# Input material:
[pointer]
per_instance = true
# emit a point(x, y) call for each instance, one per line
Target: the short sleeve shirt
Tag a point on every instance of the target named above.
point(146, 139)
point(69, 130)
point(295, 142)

# Instructions to follow:
Reproduce the listing above with "short sleeve shirt" changed to "long sleeve shirt" and everything else unchanged.

# Answer for this exercise:
[pointer]
per_instance = true
# emit a point(x, y) call for each instance, one per line
Target: the long sleeve shirt
Tag a point on every instance of the target named above.
point(146, 139)
point(69, 130)
point(295, 142)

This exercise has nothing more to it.